§ Exercise text
• • • •

Yesterday was a great day. Not business wise. We are having drainage issues in our parking lot due to new construction around us and the flash floods gave us troubles (more on that later.) It was a great day because of the people that came in.

I talked with a high school English teacher who had the day off because his students were in a placement exam all day. We talked books and plays. There was a small business attorney and muffaletta enthusiant who was particularly funny, a sheriff’s deputy with two years, fifty-three days to retirement by his count, and couple of nurses with stories that ran the risk of causing blushes. Fun people.

That was all ruined by one particular pick-up order.

We’re not in the haggling business. If you don’t want to pay the price for an item, don’t. Go without. We think our prices are fair. Actually we know they are, math being involved and such.

I quoted a price on the phone, was told she didn’t want to pay that, and told her that I’m sorry but that’s what we charge. She placed the order.

• • • •

§ Required work
1) The passage about yesterday's customers describes several people who came in. List each of them as the passage identifies them.
2) Pick up the passage about yesterday's customers and the pick-up order after its final sentence, and carry it forward.

Data items
• • • •

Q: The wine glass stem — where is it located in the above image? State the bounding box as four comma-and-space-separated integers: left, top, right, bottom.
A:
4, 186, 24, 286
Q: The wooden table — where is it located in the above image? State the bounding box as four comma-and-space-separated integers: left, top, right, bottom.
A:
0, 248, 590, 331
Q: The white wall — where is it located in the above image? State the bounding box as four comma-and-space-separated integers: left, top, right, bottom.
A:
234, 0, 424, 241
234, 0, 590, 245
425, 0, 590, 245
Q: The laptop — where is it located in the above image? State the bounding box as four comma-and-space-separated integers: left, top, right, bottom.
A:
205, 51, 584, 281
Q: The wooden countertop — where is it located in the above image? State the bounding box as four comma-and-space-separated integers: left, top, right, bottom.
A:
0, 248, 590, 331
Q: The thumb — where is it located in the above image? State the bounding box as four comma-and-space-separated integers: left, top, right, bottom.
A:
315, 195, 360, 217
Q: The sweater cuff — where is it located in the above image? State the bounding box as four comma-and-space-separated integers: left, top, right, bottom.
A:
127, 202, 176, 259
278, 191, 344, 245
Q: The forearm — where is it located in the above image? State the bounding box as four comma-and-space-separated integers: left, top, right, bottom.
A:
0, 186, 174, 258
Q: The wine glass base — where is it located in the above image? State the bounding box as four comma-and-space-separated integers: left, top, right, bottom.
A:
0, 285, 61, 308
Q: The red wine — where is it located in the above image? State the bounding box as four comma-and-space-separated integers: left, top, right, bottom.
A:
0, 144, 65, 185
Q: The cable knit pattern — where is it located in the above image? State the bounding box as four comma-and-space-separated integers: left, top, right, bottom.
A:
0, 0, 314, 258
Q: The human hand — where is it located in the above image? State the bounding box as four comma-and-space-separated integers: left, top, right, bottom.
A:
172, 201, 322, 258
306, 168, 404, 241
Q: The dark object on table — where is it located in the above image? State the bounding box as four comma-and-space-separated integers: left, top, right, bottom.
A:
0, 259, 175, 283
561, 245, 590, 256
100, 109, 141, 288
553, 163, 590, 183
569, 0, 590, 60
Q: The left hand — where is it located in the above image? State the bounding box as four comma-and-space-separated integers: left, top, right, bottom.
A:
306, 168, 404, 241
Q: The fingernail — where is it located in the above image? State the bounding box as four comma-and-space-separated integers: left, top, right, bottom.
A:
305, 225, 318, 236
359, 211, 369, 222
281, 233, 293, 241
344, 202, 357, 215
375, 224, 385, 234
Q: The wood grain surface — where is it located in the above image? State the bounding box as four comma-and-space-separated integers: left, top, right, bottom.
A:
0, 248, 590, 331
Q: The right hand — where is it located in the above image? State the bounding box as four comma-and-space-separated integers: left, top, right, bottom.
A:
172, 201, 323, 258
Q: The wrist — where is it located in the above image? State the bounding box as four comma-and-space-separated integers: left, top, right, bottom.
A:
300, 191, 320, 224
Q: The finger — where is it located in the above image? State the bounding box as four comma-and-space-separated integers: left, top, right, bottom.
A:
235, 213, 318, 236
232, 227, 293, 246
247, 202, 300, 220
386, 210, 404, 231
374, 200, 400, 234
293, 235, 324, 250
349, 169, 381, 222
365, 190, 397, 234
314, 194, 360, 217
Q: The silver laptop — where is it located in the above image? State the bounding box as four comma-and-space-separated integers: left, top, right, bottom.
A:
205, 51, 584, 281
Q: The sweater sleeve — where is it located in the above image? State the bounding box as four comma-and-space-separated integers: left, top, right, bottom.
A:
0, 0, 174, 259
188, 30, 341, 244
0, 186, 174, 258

• • • •

§ Answers for this exercise
1)
- A high school English teacher
- A small business attorney
- A sheriff's deputy
- A couple of nurses

2)
When she came in she again said that she wouldn’t pay the agreed upon and printed and laminated and posted on the internet price. I suppose the idea was that I would give her a discount since we had already made the food and faced with tossing the food or selling it at a loss we would sell it at a loss. That’s just not the way this works. Go down that road and it’s loss every time.

I hate that that’s my takeaway from the day. The teacher, the lawyer, the cop, the nurses… all wonderful. I hope to see them again soon. You remember the frustrating, though.

Kentucky Derby

Let’s just stop right here. You don’t care. You really don’t.

We’ll all pretend that we are of the horsey set for a few hours but we aren’t. We have no idea whose mare was sired by whose stud or any other such nonsense. But we are pretending.

I hate it but there will be no mint julips. You can have a sugared bourbon.., no idea why you’d want that but we have the technology. We just don’t have mint. And no, I’m not hitting the Piggly Wiggly for a bit of mint on the off chance that you (you don’t) care for a preposterous drink that you would never consider ordering if it weren’t for a sporting event that you only watch once a year, maybe a diminishing two more times if the same horse wins.

You really don’t care.

I used to throw a party for the race. One time a local bartender from another restaurant was eating with me and he nailed the win, place, show. He won $15 grand. That was a fun day. He tipped obscenely. He gets a special trip to the grocery for some mint (did you catch the Britishism) but his was a rare occasion.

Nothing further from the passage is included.